* ПОРЯДОК РАБОТЫ *
1. Продублируйте из приведенного отрывка всё, начиная со слов «23 июля 1944» и вплоть до слов «еще больше ослаблена.».
2. Ответьте по приведенному отрывку на вопросы:
(a) Что делал Зейдлиц после получения информации о покушении на Гитлера?
(b) От участия в чем решено воздерживаться, пока пишущий является военнопленным?
(c) Кто 26 июля 1944 года заявил о своем вступлении в «Офицерский союз»?
───── ПРИВЕДЕННЫЙ ОТРЫВОК
23 июля 1944 года. Объявили, что в Германии совершено покушение на фюрера. Эти сообщения совершенно неясны, возможно, это — пропагандистский трюк. Но если восстание действительно есть и оно удастся, то это будет лучшим для Германии. Если же оно будет подавлено, то Германии будет еще тяжелее, так как она будет еще больше ослаблена.

Все эти обстоятельства свидетельствуют об ослаблении Германии и ускоряют ее катастрофу и распад.

Сегодня Зейдлиц, после получения информации о покушении на Гитлера, сидел за столом, охватив голову руками и восклицал: «Боже! До чего этот негодяй довел нашу армию. Ведь это балканские нравы! Офицер бросает бомбу в главнокомандующего»1.

24 июля 1944 года. Если сведения о выступлении Браухича2 соответствуют действительности, то положение в Германии чрезвычайно тяжелое, так как Браухич пользуется огромным влиянием. Но этого не может быть. Я хорошо знаю Браухича и не допускаю мысли, чтобы он сделал такой шаг.

Мне трудно высказать свое отношение к событиям в Германии, так как я не располагаю достаточной информацией. Если Браухич, фон Бок3 и Кейтель действительно участвуют в восстании против Гитлера, то им виднее, как там поступать.

Я с самого начала принял твердое решение — не принимать никакого участия в политической жизни, пока я являюсь военнопленным. Это решение я не намерен пересматривать и в данный момент, в связи с событиями в Германии. Моя предстоящая поездка в Москву не внесет никаких изменений в принятое мною решение.

26 июля 1944 года. Сегодня полковник Адам, в присутствии фон Зейдлица, заявил о своем вступлении в «Офицерский союз». Это заявление Адама я воспринял абсолютно спокойно, заявив, что я понимаю его шаг, но что касается меня, то я хочу получить ясное представление об обстановке.
──────────
───── ИСХОДНЫЕ СТРОКИ
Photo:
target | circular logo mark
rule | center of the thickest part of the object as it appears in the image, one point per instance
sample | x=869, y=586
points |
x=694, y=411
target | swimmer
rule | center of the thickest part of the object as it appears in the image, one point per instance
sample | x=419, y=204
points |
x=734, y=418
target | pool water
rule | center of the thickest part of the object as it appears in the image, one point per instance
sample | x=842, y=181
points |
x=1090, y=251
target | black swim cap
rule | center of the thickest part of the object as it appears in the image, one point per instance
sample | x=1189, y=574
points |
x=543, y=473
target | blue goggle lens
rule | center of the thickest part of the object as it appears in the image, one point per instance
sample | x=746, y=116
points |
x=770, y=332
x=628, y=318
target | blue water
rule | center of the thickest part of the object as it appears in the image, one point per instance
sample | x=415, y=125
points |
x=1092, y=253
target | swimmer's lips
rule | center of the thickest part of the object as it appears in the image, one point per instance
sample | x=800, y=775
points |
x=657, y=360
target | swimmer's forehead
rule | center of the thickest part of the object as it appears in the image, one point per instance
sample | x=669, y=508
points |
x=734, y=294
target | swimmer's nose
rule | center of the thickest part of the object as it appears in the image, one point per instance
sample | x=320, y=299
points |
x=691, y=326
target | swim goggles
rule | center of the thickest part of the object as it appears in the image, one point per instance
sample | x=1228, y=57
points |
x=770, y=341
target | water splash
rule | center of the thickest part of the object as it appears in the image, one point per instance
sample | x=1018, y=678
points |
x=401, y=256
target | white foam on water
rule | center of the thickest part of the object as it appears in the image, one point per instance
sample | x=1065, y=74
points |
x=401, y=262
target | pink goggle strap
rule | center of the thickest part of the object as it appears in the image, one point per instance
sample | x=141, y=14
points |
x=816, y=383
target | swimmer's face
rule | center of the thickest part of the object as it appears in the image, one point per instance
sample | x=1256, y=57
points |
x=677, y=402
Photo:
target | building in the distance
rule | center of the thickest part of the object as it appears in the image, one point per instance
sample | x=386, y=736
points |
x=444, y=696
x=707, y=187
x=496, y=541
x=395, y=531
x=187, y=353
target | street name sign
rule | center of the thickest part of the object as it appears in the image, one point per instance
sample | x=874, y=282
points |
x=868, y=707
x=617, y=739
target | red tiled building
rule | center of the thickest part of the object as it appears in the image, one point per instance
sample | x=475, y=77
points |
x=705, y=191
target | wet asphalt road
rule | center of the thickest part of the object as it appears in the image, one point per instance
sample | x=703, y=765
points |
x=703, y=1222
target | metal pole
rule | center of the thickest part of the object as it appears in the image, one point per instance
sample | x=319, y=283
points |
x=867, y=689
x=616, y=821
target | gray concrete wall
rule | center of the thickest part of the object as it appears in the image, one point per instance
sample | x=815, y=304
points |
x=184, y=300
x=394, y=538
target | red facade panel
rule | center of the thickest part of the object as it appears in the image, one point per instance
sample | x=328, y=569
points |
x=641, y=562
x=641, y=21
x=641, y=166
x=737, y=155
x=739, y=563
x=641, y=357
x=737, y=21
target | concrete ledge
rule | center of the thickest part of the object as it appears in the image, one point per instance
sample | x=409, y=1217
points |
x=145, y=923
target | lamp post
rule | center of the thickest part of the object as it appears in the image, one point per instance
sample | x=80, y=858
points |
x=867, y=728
──────────
───── ИСХОДНЫЕ СТРОКИ
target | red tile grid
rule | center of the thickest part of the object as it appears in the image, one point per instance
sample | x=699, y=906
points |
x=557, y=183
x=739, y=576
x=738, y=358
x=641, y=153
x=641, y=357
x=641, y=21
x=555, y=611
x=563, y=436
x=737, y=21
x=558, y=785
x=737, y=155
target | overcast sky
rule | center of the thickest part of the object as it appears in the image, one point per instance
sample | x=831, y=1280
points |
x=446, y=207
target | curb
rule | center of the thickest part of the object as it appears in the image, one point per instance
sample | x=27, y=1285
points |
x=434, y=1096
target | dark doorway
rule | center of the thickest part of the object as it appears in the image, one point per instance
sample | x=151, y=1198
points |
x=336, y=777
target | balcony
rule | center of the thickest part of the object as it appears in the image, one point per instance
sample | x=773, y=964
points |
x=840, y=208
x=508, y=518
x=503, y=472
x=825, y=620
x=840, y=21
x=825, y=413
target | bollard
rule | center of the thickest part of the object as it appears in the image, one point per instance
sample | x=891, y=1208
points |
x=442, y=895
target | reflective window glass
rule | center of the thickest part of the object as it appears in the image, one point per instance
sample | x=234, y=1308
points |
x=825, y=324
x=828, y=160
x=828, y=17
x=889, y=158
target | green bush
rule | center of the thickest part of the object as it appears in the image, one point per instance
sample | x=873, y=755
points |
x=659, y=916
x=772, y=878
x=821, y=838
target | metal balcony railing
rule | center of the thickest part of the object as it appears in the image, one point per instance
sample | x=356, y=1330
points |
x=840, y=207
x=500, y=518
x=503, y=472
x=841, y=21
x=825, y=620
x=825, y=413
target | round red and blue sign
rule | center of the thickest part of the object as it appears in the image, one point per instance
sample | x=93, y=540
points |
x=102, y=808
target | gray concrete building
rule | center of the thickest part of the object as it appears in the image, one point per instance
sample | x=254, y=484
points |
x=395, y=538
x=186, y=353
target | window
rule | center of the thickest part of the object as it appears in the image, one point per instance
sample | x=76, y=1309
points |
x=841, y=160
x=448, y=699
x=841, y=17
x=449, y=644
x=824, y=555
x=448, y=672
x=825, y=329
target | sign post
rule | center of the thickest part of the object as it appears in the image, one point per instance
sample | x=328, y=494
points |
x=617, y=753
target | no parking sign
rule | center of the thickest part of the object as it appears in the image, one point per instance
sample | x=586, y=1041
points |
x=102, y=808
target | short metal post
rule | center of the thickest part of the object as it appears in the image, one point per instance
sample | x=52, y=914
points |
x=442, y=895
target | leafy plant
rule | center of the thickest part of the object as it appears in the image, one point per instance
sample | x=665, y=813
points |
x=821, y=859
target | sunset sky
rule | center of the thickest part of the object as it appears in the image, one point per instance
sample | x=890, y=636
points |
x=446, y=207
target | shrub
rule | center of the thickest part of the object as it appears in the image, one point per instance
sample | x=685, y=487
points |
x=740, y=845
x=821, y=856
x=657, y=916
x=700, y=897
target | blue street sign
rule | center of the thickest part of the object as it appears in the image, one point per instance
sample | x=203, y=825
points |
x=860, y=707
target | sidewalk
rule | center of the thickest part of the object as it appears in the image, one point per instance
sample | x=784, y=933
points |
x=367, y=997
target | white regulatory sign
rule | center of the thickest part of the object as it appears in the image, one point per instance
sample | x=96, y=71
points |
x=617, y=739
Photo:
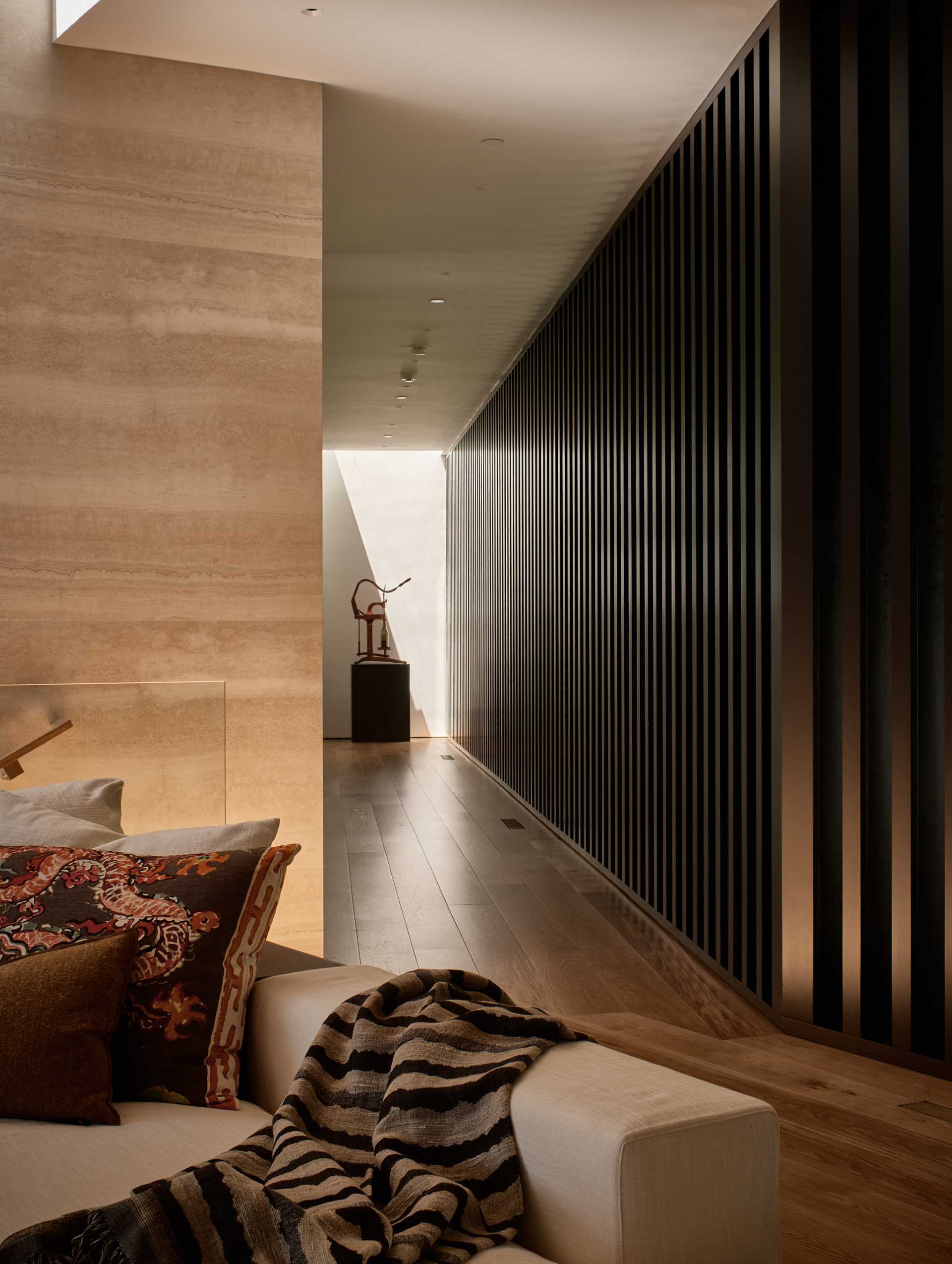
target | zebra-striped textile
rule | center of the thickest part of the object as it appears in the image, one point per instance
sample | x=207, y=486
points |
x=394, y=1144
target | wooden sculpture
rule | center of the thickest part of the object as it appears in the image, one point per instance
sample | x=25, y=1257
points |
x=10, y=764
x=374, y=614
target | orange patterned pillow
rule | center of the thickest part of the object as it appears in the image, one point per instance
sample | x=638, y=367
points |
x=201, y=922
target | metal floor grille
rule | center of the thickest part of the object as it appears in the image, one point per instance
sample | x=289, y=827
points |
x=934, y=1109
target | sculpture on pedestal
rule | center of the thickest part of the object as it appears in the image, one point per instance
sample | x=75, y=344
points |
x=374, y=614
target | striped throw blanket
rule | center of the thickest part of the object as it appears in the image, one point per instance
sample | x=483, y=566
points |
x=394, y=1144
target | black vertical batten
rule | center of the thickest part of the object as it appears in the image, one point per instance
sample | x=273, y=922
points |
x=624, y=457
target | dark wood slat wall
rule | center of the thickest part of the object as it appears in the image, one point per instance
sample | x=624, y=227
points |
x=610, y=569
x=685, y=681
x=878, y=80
──────────
───── ИСХОДНЫЕ СТРОКИ
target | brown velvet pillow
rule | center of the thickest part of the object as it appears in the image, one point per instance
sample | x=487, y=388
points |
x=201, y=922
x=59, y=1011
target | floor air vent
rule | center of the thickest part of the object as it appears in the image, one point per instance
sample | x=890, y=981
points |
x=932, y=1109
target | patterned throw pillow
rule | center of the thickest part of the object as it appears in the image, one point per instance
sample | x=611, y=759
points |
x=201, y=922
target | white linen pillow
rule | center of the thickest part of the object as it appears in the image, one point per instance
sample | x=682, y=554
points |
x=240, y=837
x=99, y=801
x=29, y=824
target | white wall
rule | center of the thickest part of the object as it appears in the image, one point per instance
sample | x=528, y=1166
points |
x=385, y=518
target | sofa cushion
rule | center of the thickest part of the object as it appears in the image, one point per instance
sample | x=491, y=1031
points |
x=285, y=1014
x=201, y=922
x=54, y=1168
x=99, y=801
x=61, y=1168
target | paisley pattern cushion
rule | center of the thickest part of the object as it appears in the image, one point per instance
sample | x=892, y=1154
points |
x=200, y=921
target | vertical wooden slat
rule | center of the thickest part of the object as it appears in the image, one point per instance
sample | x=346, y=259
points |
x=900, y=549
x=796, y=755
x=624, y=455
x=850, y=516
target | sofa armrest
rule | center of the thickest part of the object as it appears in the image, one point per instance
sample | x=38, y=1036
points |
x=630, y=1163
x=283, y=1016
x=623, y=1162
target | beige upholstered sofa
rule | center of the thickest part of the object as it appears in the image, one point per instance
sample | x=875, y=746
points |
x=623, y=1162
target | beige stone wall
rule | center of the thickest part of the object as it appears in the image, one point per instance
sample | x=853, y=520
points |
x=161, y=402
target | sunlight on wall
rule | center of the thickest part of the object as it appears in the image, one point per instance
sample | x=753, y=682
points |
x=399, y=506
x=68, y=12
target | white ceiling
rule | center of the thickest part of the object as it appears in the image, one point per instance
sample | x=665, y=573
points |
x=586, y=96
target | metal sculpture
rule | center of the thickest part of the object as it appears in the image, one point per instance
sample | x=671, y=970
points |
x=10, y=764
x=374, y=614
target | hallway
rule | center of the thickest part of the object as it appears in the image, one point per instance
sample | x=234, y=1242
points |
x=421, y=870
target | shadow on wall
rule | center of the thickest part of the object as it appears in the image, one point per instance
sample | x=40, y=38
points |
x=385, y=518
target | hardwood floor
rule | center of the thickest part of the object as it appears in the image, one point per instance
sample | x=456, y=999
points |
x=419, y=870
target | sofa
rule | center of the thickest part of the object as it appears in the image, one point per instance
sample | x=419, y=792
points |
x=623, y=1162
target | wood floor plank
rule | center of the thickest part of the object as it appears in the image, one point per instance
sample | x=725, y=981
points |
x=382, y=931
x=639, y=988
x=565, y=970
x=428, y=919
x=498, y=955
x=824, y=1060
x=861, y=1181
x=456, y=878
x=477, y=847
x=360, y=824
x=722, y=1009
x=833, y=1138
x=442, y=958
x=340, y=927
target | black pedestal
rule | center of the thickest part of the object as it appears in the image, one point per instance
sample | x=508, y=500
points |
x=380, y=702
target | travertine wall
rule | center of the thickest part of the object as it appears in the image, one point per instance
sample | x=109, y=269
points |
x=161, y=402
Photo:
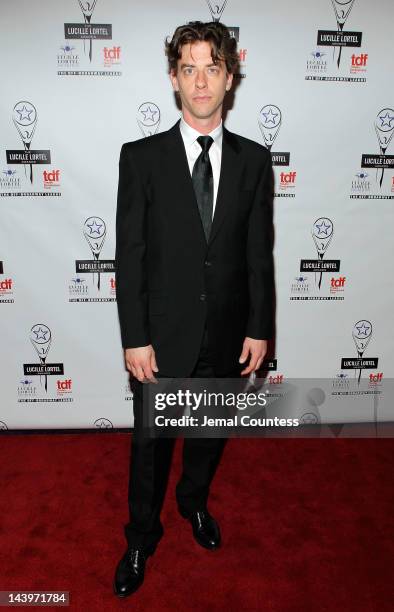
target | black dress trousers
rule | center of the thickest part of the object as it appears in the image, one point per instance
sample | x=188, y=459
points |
──────────
* ПОЛУЧЕННЫЕ ОТВЕТЫ *
1.
23 июля 1944 года. Объявили, что в Германии совершено покушение на фюрера. Эти сообщения совершенно неясны, возможно, это — пропагандистский трюк. Но если восстание действительно есть и оно удастся, то это будет лучшим для Германии. Если же оно будет подавлено, то Германии будет еще тяжелее, так как она будет еще больше ослаблена.

2.
(a) Сидел за столом, охватив голову руками, и восклицал.
(b) От участия в политической жизни.
(c) Полковник Адам.